* **INSTRUCTION**
How many lines of the records below contain the string "shown"? Case counts, so give only the number.

--- Begin TASK INPUTS ---

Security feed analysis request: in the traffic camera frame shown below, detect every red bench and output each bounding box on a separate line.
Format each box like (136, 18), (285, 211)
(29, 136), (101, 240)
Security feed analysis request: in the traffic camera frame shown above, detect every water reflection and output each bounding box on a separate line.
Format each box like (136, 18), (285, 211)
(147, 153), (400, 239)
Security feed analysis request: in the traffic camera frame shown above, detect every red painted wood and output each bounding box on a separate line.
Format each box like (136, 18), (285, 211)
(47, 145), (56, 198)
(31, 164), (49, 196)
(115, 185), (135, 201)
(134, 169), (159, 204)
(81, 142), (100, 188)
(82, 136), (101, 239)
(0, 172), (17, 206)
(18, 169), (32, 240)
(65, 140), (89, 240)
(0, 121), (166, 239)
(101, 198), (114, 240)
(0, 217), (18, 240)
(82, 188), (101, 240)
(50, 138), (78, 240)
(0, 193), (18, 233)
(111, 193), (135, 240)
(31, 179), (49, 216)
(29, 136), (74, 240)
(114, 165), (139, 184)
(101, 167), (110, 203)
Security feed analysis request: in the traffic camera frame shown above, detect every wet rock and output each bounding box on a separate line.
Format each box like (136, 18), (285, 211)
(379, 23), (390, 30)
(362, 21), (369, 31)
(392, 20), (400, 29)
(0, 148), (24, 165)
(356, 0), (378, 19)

--- End TASK INPUTS ---

* **WORKED SOLUTION**
4